▶ _TEXTE FOURNI_:
+++

Roland Ratzenberger : le rêve (brisé) d’une vie
1er mai 1994. Ayrton Senna est installé dans le baquet de sa Williams alors en pole position sur la grille de départ du Grand Prix de Saint Marin ; troisième manche du championnat du monde de Formule 1.
Non casqué, ce qui n’est pas habituel pour lui, le Brésilien est visiblement pensif.
Il faut dire qu’une atmosphère pesante règne sur le circuit italien depuis les essais marqués par l’accident spectaculaire de Rubens Barrichello.
Si le compatriote de Senna s’en est miraculeusement sorti indemne, ce n’est pas le cas de l’Autrichien Roland Ratzenberger décédé lors des qualifications le jour précédent.

Lorsqu’il arrive à Imola, Roland Ratzenberg a presque 34 ans, le même âge que Senna. Mais là où le triple champion du monde participe à sa 10ème saison au plus haut niveau, Ratzenberger lui ne prend part qu’à son troisième Grand Prix et espère bien se qualifier pour la course au volant de sa modeste Simtek.

+++

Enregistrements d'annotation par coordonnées

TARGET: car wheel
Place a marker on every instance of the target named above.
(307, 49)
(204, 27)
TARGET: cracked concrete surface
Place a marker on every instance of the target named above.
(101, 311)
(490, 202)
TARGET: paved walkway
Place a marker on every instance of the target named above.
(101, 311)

+++

▶ _EXERCICE COURT 1_: Pouvez-vous réécrire tous les enregistrements en remplaçant « marker » par « point », sans rien modifier d'autre ?
▶ _EXERCICE COURT 2_: Pouvez-vous poursuivre le texte sur Roland Ratzenberger après sa dernière phrase ?
Le texte et les enregistrements sont deux documents indépendants l'un de l'autre.

▶ _CORRIGÉ 1_:
TARGET: car wheel
Place a point on every instance of the target named above.
(307, 49)
(204, 27)
TARGET: cracked concrete surface
Place a point on every instance of the target named above.
(101, 311)
(490, 202)
TARGET: paved walkway
Place a point on every instance of the target named above.
(101, 311)

▶ _CORRIGÉ 2_:
Si au vu de son arrivée tardive dans les paddocks du grand cirque, l’on pourrait se dire que Roland est un énième pilote payant comme la F1 en voit passer régulièrement c’est loin d’être le cas, au contraire.
Sa présence en Formule 1, l’Autrichien la doit à son palmarès loin d’être ridicule et à sa volonté sans faille. Quand il se lance en sport auto, ce n’est pas le caprice d’un gosse de riche mais bien par passion. Les Ratzenberger ne sont pas fortunés et les parents de Roland ne voient pas d’un très bon œil l’engouement de leur fils pour les sports mécaniques même s’ils ne l’empêcheront jamais de s’y adonner.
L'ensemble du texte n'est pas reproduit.